# [TEXT PASSAGE]

──────────────────────────────

Leon L. Holocaust testimony (HVT-4073) interviewed by Yannis Thanassekos, Michel Rosenfeldt, and Massimo Ianetta
- Brussels, Belgium : Fondation Auschwitz, 1996
- Interview Date
- November 4 and 25, 1996.
- 2 copies: Betacam SP dub; and 1/2 in. VHS with time coding.
- Cite As
- Leon L. Holocaust Testimony (HVT-4073). Fortunoff Video Archive for Holocaust Testimonies, Yale University Library.
Videotape testimony of Leon L., who was born in Paris, France to Russian émigrés in 1911, one of two children. He recounts his family's move to Brussels in 1914; restrictions as enemy aliens during World War I; her sister's birth in 1915; his bar mitzvah; his father's communist activities; brief apprenticeship as an upholsterer; attending classes to become a clerk; joining a communist youth group in 1927; working as a salesman; his father's arrest and exile to Paris as a communist in 1931; German invasion in 1940; briefly fleeing with his mother to France; contact with the resistance; obtaining false papers; marriage to a Catholic; arrest as a resistant in 1943; incarceration in Avenue Louise; interrogations and beatings; transfer to St. Gilles a few days later; his real papers revealing he was a Jew; transfer to Malines; being advised he might be released due to his marriage to a Belgian Catholic; sharing packages from home and the Red Cross with others; his wife securing his release a year later; transfer to St. Gilles in September 1944; train evacuation in September; the Resistance sabotaging the train and the tracks within Belgium; Red Cross effecting the release of the entire train; reunion with his wife; liberation by Canadian troops; reunion with his sister, who was hidden in a hospital, and his mother, who was hidden by his mother-in-law; learning his father had been deported to Auschwitz; and the births of three children. Mr. L. discusses becoming aware and appreciative of his Jewish identity in Malines; prisoner designations and the accompanying status; the importance of his socialist ideals to maintaining hope; difficulties obtaining compensation as a Jew and resistant; not sharing his experiences with his children; and becoming a Belgian citizen.

──────────────────────────────

# [AVAILABLE DATA]
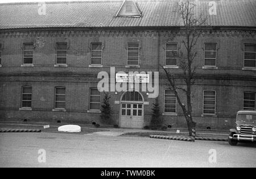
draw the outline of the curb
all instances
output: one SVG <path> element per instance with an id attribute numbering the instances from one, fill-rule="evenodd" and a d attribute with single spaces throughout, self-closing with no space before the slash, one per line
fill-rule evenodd
<path id="1" fill-rule="evenodd" d="M 186 137 L 176 137 L 176 136 L 164 136 L 164 135 L 151 135 L 150 136 L 150 138 L 162 139 L 170 139 L 170 140 L 175 140 L 193 141 L 193 139 L 192 138 L 186 138 Z"/>
<path id="2" fill-rule="evenodd" d="M 0 132 L 41 132 L 40 130 L 1 128 Z"/>
<path id="3" fill-rule="evenodd" d="M 151 135 L 150 136 L 150 138 L 156 138 L 156 139 L 170 139 L 170 140 L 176 140 L 189 141 L 193 141 L 192 137 L 187 137 L 187 136 L 181 137 L 181 136 L 171 136 Z M 195 138 L 195 139 L 199 140 L 228 141 L 228 139 L 226 139 L 212 138 L 196 137 L 196 138 Z"/>

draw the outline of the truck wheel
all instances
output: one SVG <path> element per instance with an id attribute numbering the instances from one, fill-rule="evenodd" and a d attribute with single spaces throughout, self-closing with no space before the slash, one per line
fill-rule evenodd
<path id="1" fill-rule="evenodd" d="M 234 134 L 234 133 L 230 133 L 230 134 L 229 134 L 229 136 L 230 137 L 233 137 L 233 135 Z M 237 145 L 237 143 L 238 143 L 238 141 L 237 140 L 234 140 L 234 139 L 230 139 L 229 138 L 229 144 L 230 145 Z"/>

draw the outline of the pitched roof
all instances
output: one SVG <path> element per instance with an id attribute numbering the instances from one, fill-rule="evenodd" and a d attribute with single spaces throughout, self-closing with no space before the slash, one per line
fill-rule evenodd
<path id="1" fill-rule="evenodd" d="M 218 0 L 217 15 L 209 15 L 212 0 L 195 0 L 195 14 L 208 15 L 212 26 L 256 27 L 255 0 Z M 38 27 L 181 26 L 175 0 L 135 0 L 140 18 L 115 16 L 122 0 L 47 2 L 46 15 L 38 3 L 0 4 L 0 29 Z"/>

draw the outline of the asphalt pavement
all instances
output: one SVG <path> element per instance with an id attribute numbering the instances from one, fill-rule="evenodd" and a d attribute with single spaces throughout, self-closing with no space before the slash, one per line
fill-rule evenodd
<path id="1" fill-rule="evenodd" d="M 58 133 L 0 134 L 0 167 L 255 167 L 256 145 Z"/>

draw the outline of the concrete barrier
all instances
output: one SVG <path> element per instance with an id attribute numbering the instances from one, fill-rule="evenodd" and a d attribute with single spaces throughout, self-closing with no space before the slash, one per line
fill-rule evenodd
<path id="1" fill-rule="evenodd" d="M 151 135 L 150 136 L 150 138 L 156 139 L 162 139 L 188 141 L 194 141 L 193 137 L 189 137 L 189 136 L 172 136 Z M 195 139 L 199 140 L 228 141 L 228 139 L 226 139 L 213 138 L 195 137 Z"/>
<path id="2" fill-rule="evenodd" d="M 170 140 L 175 140 L 193 141 L 193 139 L 192 138 L 186 138 L 186 137 L 178 137 L 178 136 L 151 135 L 150 136 L 150 138 L 162 139 L 170 139 Z"/>
<path id="3" fill-rule="evenodd" d="M 1 128 L 0 132 L 41 132 L 40 130 Z"/>

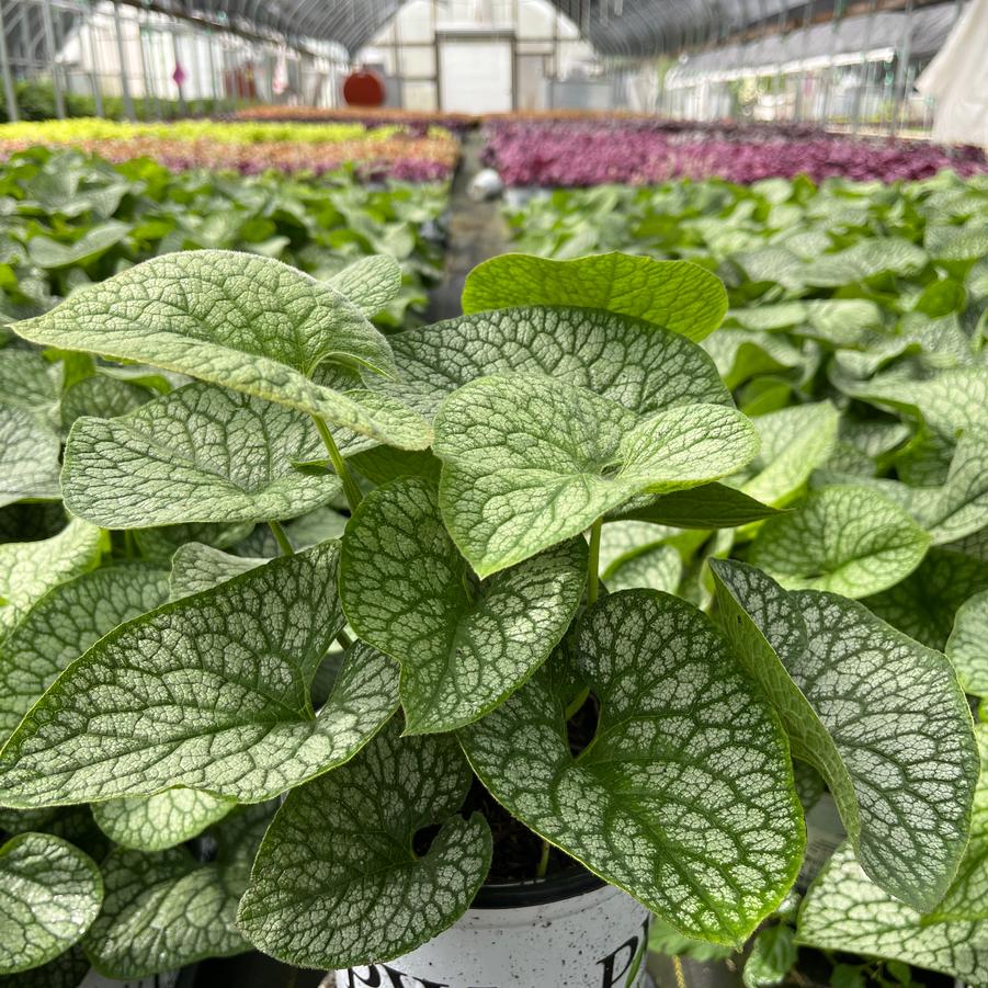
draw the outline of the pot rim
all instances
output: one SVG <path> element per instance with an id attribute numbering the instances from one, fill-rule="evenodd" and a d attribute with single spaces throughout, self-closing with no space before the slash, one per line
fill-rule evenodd
<path id="1" fill-rule="evenodd" d="M 587 868 L 578 864 L 549 878 L 530 878 L 524 882 L 485 882 L 470 902 L 470 909 L 521 909 L 525 906 L 544 906 L 561 902 L 606 886 Z"/>

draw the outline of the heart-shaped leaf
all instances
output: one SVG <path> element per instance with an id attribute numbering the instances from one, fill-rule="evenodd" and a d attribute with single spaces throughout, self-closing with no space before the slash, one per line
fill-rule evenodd
<path id="1" fill-rule="evenodd" d="M 387 340 L 329 285 L 270 258 L 166 254 L 16 323 L 36 343 L 148 363 L 288 405 L 390 445 L 429 444 L 399 402 L 359 400 L 311 375 L 321 365 L 388 373 Z"/>
<path id="2" fill-rule="evenodd" d="M 988 590 L 988 560 L 934 546 L 905 580 L 862 603 L 900 632 L 943 650 L 957 609 Z"/>
<path id="3" fill-rule="evenodd" d="M 512 816 L 682 933 L 742 941 L 803 855 L 777 718 L 708 618 L 667 594 L 610 594 L 570 651 L 571 669 L 557 652 L 459 731 L 474 771 Z M 574 757 L 579 681 L 600 717 Z"/>
<path id="4" fill-rule="evenodd" d="M 821 254 L 803 270 L 800 276 L 807 285 L 840 287 L 886 273 L 913 275 L 928 261 L 927 252 L 908 240 L 874 237 L 860 240 L 838 253 Z"/>
<path id="5" fill-rule="evenodd" d="M 788 503 L 833 451 L 840 414 L 829 401 L 796 405 L 752 419 L 761 440 L 743 482 L 749 497 L 776 508 Z"/>
<path id="6" fill-rule="evenodd" d="M 470 786 L 463 754 L 450 736 L 399 735 L 388 725 L 279 809 L 238 916 L 265 953 L 302 967 L 388 961 L 452 925 L 473 901 L 491 836 L 480 814 L 458 815 Z M 416 850 L 416 836 L 432 826 L 429 850 Z"/>
<path id="7" fill-rule="evenodd" d="M 102 543 L 95 525 L 72 519 L 50 538 L 0 545 L 0 635 L 53 587 L 95 566 Z"/>
<path id="8" fill-rule="evenodd" d="M 945 650 L 965 692 L 988 696 L 988 591 L 976 593 L 957 609 Z"/>
<path id="9" fill-rule="evenodd" d="M 0 405 L 0 508 L 25 498 L 57 500 L 60 453 L 53 429 L 30 411 Z"/>
<path id="10" fill-rule="evenodd" d="M 544 377 L 484 377 L 435 419 L 440 506 L 481 578 L 589 527 L 634 495 L 699 487 L 757 450 L 738 411 L 686 405 L 639 418 Z"/>
<path id="11" fill-rule="evenodd" d="M 167 570 L 141 563 L 105 566 L 49 590 L 0 641 L 0 737 L 21 723 L 69 662 L 167 599 Z"/>
<path id="12" fill-rule="evenodd" d="M 920 488 L 910 504 L 917 521 L 942 545 L 988 525 L 988 428 L 968 429 L 958 440 L 942 487 Z"/>
<path id="13" fill-rule="evenodd" d="M 930 536 L 909 514 L 866 487 L 824 487 L 769 519 L 751 561 L 784 587 L 860 598 L 898 583 L 919 566 Z"/>
<path id="14" fill-rule="evenodd" d="M 648 414 L 733 405 L 713 361 L 684 337 L 627 316 L 530 306 L 463 316 L 391 338 L 401 372 L 381 385 L 432 416 L 451 391 L 492 374 L 538 374 Z"/>
<path id="15" fill-rule="evenodd" d="M 175 785 L 257 803 L 347 761 L 394 713 L 398 675 L 357 645 L 314 716 L 309 685 L 343 625 L 338 555 L 274 559 L 101 638 L 0 753 L 0 804 Z"/>
<path id="16" fill-rule="evenodd" d="M 154 796 L 93 803 L 92 815 L 114 843 L 136 851 L 166 851 L 198 837 L 236 805 L 232 799 L 179 786 Z"/>
<path id="17" fill-rule="evenodd" d="M 78 942 L 100 911 L 95 862 L 50 833 L 0 847 L 0 975 L 37 967 Z"/>
<path id="18" fill-rule="evenodd" d="M 237 929 L 237 905 L 270 813 L 250 807 L 220 824 L 209 862 L 186 848 L 157 854 L 114 848 L 103 862 L 103 910 L 83 941 L 93 967 L 143 978 L 250 950 Z"/>
<path id="19" fill-rule="evenodd" d="M 371 254 L 334 274 L 329 284 L 370 319 L 401 293 L 401 266 L 388 254 Z"/>
<path id="20" fill-rule="evenodd" d="M 931 908 L 964 853 L 978 773 L 950 662 L 862 604 L 787 592 L 743 563 L 709 565 L 736 654 L 793 753 L 826 779 L 862 866 L 892 895 Z"/>
<path id="21" fill-rule="evenodd" d="M 340 566 L 353 629 L 401 665 L 406 733 L 452 730 L 497 706 L 548 657 L 587 579 L 571 540 L 475 586 L 435 486 L 398 480 L 356 509 Z"/>
<path id="22" fill-rule="evenodd" d="M 988 983 L 988 923 L 927 922 L 875 885 L 844 844 L 810 886 L 799 910 L 797 942 L 904 961 L 970 985 Z"/>
<path id="23" fill-rule="evenodd" d="M 326 447 L 308 416 L 194 383 L 118 419 L 79 419 L 66 507 L 107 529 L 296 518 L 340 490 L 295 468 Z"/>
<path id="24" fill-rule="evenodd" d="M 716 275 L 690 261 L 617 251 L 570 261 L 501 254 L 467 275 L 464 313 L 531 305 L 603 309 L 702 340 L 720 325 L 727 292 Z"/>

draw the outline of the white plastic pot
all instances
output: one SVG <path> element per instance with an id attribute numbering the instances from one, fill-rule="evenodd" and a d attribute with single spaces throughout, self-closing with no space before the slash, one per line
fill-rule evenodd
<path id="1" fill-rule="evenodd" d="M 647 988 L 649 912 L 587 873 L 485 886 L 424 946 L 336 973 L 337 988 Z M 327 983 L 331 984 L 327 978 Z"/>

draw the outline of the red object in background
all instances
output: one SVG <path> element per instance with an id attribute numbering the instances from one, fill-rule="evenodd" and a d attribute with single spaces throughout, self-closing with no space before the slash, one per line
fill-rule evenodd
<path id="1" fill-rule="evenodd" d="M 384 79 L 372 69 L 357 69 L 343 83 L 343 99 L 348 106 L 381 106 L 384 98 Z"/>

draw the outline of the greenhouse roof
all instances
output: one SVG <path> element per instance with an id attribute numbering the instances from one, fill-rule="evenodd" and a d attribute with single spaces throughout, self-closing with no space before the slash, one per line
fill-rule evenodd
<path id="1" fill-rule="evenodd" d="M 667 83 L 727 80 L 751 75 L 752 70 L 793 71 L 862 59 L 887 61 L 907 41 L 912 55 L 922 58 L 940 49 L 955 18 L 954 5 L 947 3 L 917 10 L 911 15 L 879 12 L 874 18 L 814 24 L 785 35 L 774 34 L 749 44 L 702 52 L 684 59 L 670 73 Z"/>
<path id="2" fill-rule="evenodd" d="M 336 42 L 355 54 L 404 0 L 159 0 L 159 8 L 293 39 Z M 726 38 L 756 25 L 828 16 L 840 0 L 552 0 L 598 52 L 645 56 Z M 886 5 L 886 4 L 883 4 Z M 917 5 L 922 5 L 918 0 Z M 944 4 L 941 4 L 944 5 Z M 953 3 L 945 5 L 953 7 Z"/>

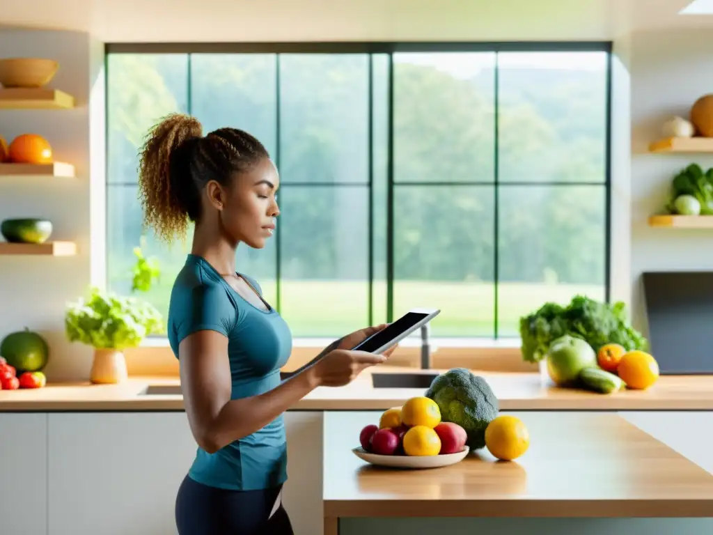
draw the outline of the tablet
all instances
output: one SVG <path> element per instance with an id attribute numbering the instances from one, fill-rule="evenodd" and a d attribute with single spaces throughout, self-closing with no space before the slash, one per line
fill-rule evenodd
<path id="1" fill-rule="evenodd" d="M 441 310 L 436 308 L 414 308 L 379 332 L 357 344 L 352 350 L 369 353 L 381 353 L 396 345 L 409 335 L 430 322 Z"/>

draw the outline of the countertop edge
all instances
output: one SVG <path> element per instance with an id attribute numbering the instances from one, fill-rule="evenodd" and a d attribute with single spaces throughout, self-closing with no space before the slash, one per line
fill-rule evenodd
<path id="1" fill-rule="evenodd" d="M 324 516 L 523 517 L 523 518 L 709 518 L 710 499 L 374 499 L 324 500 Z"/>
<path id="2" fill-rule="evenodd" d="M 4 412 L 183 412 L 183 398 L 124 399 L 0 400 Z M 405 401 L 405 399 L 404 400 Z M 386 399 L 302 399 L 290 411 L 381 411 L 399 403 Z M 501 411 L 713 411 L 711 399 L 588 399 L 586 400 L 505 399 Z"/>

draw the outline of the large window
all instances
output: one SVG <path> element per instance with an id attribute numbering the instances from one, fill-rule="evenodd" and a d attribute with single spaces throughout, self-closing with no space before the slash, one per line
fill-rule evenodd
<path id="1" fill-rule="evenodd" d="M 409 48 L 110 47 L 111 287 L 128 291 L 143 232 L 138 148 L 183 111 L 250 131 L 278 165 L 277 235 L 236 261 L 295 336 L 426 306 L 434 336 L 513 337 L 545 301 L 607 299 L 607 47 Z M 191 236 L 146 238 L 163 270 L 148 297 L 167 312 Z"/>

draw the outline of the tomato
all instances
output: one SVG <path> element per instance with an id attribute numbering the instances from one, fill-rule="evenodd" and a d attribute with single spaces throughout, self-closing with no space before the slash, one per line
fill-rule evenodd
<path id="1" fill-rule="evenodd" d="M 0 365 L 0 381 L 14 377 L 17 374 L 15 368 L 9 364 Z"/>
<path id="2" fill-rule="evenodd" d="M 2 384 L 3 390 L 16 390 L 20 387 L 20 380 L 14 376 L 0 381 L 0 383 Z"/>
<path id="3" fill-rule="evenodd" d="M 20 388 L 42 388 L 47 379 L 41 372 L 25 372 L 19 377 Z"/>

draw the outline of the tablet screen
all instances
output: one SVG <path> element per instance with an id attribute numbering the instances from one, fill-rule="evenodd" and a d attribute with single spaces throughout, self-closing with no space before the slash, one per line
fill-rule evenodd
<path id="1" fill-rule="evenodd" d="M 404 331 L 414 327 L 414 325 L 427 316 L 427 314 L 407 312 L 389 325 L 389 327 L 379 331 L 374 336 L 367 338 L 354 349 L 359 350 L 359 351 L 366 351 L 369 353 L 374 352 L 385 344 L 388 344 L 390 340 L 394 340 Z"/>

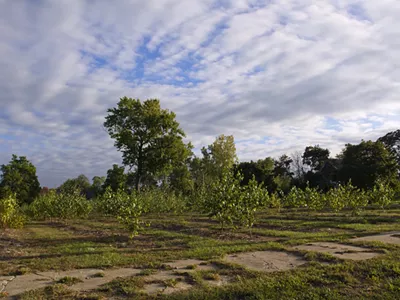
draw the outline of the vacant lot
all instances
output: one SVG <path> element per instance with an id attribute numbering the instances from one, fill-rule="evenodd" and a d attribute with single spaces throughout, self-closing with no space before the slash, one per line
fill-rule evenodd
<path id="1" fill-rule="evenodd" d="M 0 233 L 0 291 L 22 299 L 399 299 L 400 210 L 273 210 L 251 230 L 152 215 L 132 241 L 114 220 Z"/>

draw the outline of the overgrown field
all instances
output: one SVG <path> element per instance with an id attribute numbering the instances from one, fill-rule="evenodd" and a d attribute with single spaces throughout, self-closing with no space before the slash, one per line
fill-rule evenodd
<path id="1" fill-rule="evenodd" d="M 386 210 L 367 208 L 360 215 L 351 210 L 281 209 L 278 213 L 268 209 L 257 213 L 258 221 L 251 229 L 223 231 L 217 221 L 194 213 L 150 214 L 143 220 L 148 226 L 134 239 L 129 239 L 130 232 L 115 218 L 95 215 L 85 220 L 31 221 L 23 229 L 1 231 L 0 276 L 87 268 L 105 273 L 121 267 L 141 270 L 91 291 L 75 291 L 73 286 L 79 281 L 62 278 L 54 285 L 19 295 L 22 299 L 400 298 L 400 245 L 352 240 L 400 232 L 396 204 Z M 315 242 L 361 246 L 377 256 L 355 261 L 296 249 Z M 291 270 L 263 272 L 224 259 L 229 254 L 264 250 L 293 254 L 305 263 Z M 216 267 L 202 270 L 188 261 L 188 272 L 182 278 L 190 288 L 184 290 L 174 291 L 174 286 L 181 284 L 175 279 L 151 280 L 151 274 L 168 269 L 166 263 L 183 259 L 199 259 Z M 218 280 L 221 284 L 212 284 Z M 164 285 L 172 292 L 145 293 L 146 284 Z"/>

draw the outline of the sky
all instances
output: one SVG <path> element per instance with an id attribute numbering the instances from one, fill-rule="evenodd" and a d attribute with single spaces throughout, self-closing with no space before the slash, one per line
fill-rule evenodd
<path id="1" fill-rule="evenodd" d="M 105 175 L 123 96 L 160 99 L 196 153 L 337 154 L 400 128 L 399 28 L 398 0 L 0 0 L 0 164 Z"/>

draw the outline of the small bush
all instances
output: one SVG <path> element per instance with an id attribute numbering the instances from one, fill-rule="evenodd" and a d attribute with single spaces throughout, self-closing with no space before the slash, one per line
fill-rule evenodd
<path id="1" fill-rule="evenodd" d="M 91 210 L 91 203 L 79 190 L 70 193 L 50 191 L 30 205 L 30 214 L 36 220 L 86 218 Z"/>
<path id="2" fill-rule="evenodd" d="M 0 199 L 0 227 L 22 228 L 25 217 L 20 213 L 15 195 Z"/>

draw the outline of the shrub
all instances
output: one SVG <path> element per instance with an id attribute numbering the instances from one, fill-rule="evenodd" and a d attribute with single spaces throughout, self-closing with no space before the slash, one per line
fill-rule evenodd
<path id="1" fill-rule="evenodd" d="M 68 193 L 49 191 L 30 205 L 31 215 L 37 220 L 86 218 L 91 210 L 91 203 L 79 190 Z"/>
<path id="2" fill-rule="evenodd" d="M 374 188 L 369 191 L 368 196 L 371 204 L 383 209 L 395 200 L 396 191 L 392 189 L 389 183 L 378 179 Z"/>
<path id="3" fill-rule="evenodd" d="M 25 218 L 20 214 L 15 195 L 8 195 L 0 199 L 0 227 L 21 228 L 24 226 Z"/>

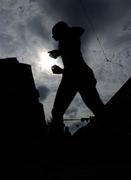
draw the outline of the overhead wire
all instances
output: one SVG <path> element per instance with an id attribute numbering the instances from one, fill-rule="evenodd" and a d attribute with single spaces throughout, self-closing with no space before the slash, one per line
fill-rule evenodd
<path id="1" fill-rule="evenodd" d="M 97 40 L 97 42 L 98 42 L 98 44 L 99 44 L 99 46 L 100 46 L 101 52 L 102 52 L 102 54 L 103 54 L 104 59 L 106 60 L 106 62 L 110 62 L 110 63 L 112 63 L 112 64 L 116 64 L 116 65 L 119 65 L 120 67 L 123 67 L 122 64 L 117 63 L 117 62 L 112 62 L 112 61 L 107 57 L 106 51 L 105 51 L 104 47 L 103 47 L 102 44 L 101 44 L 101 40 L 100 40 L 100 37 L 99 37 L 99 35 L 98 35 L 98 33 L 97 33 L 96 29 L 95 29 L 94 23 L 93 23 L 93 21 L 91 20 L 91 17 L 90 17 L 90 15 L 89 15 L 89 13 L 88 13 L 87 7 L 85 7 L 85 5 L 84 5 L 84 3 L 83 3 L 82 0 L 79 0 L 79 2 L 80 2 L 81 8 L 83 9 L 84 16 L 86 17 L 86 19 L 87 19 L 87 21 L 88 21 L 88 23 L 89 23 L 92 31 L 94 32 L 94 34 L 95 34 L 95 36 L 96 36 L 96 40 Z"/>

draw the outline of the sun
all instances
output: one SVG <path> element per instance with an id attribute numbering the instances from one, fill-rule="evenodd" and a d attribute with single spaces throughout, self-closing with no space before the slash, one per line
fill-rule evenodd
<path id="1" fill-rule="evenodd" d="M 40 57 L 40 66 L 42 71 L 45 71 L 47 73 L 52 73 L 51 67 L 55 64 L 58 65 L 57 60 L 51 58 L 47 51 L 40 52 L 39 57 Z"/>

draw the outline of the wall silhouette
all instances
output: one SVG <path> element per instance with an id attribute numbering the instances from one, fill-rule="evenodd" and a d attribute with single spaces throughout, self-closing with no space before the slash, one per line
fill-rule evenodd
<path id="1" fill-rule="evenodd" d="M 106 104 L 107 126 L 114 130 L 131 132 L 131 78 Z M 107 120 L 108 119 L 108 120 Z"/>
<path id="2" fill-rule="evenodd" d="M 29 146 L 31 141 L 43 135 L 45 125 L 44 109 L 39 102 L 31 66 L 19 63 L 16 58 L 0 59 L 2 147 L 9 153 L 10 147 L 14 152 L 18 146 L 20 149 Z"/>

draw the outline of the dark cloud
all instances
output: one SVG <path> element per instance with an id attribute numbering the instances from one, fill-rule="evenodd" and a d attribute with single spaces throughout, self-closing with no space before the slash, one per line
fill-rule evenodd
<path id="1" fill-rule="evenodd" d="M 76 117 L 78 113 L 78 108 L 77 107 L 70 107 L 66 111 L 66 115 L 70 118 Z"/>
<path id="2" fill-rule="evenodd" d="M 38 86 L 37 89 L 40 93 L 40 100 L 41 101 L 45 100 L 47 98 L 47 96 L 49 95 L 50 90 L 44 85 Z"/>

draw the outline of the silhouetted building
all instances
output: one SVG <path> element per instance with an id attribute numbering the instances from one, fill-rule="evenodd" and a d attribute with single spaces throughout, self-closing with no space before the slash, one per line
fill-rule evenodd
<path id="1" fill-rule="evenodd" d="M 0 59 L 0 85 L 1 139 L 16 142 L 41 136 L 45 116 L 31 66 L 16 58 Z"/>
<path id="2" fill-rule="evenodd" d="M 110 128 L 131 132 L 131 78 L 106 104 L 105 123 Z M 108 118 L 108 122 L 107 122 Z"/>

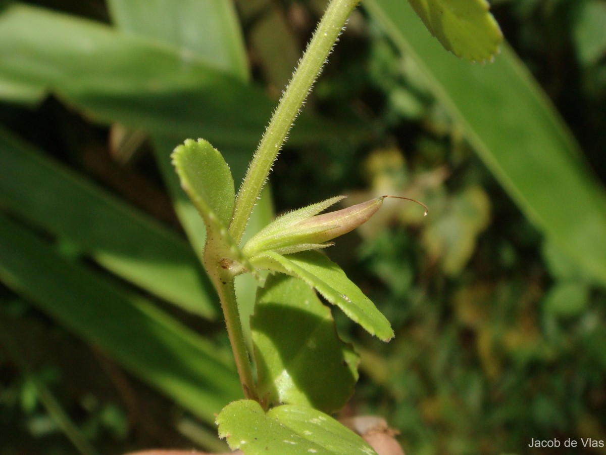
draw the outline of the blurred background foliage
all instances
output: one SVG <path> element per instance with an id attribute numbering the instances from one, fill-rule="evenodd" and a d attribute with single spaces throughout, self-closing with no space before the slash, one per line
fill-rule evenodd
<path id="1" fill-rule="evenodd" d="M 365 0 L 251 228 L 272 201 L 430 206 L 386 200 L 327 251 L 396 333 L 335 312 L 362 356 L 343 414 L 410 454 L 606 441 L 606 2 L 491 3 L 523 64 L 460 62 Z M 0 453 L 224 447 L 241 393 L 168 155 L 203 136 L 239 178 L 325 4 L 1 4 Z"/>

──────────────────────────────

# [WHAT YOU ARE ASKED TO DO]
Transcribe the text about Leon L.'s testimony, starting with "Leon L. Holocaust testimony (HVT-4073) interviewed" and going on through "with time coding.". The rows are material separate from the text about Leon L.'s testimony.

# [ANSWER SPACE]
Leon L. Holocaust testimony (HVT-4073) interviewed by Yannis Thanassekos, Michel Rosenfeldt, and Massimo Ianetta
- Brussels, Belgium : Fondation Auschwitz, 1996
- Interview Date
- November 4 and 25, 1996.
- 2 copies: Betacam SP dub; and 1/2 in. VHS with time coding.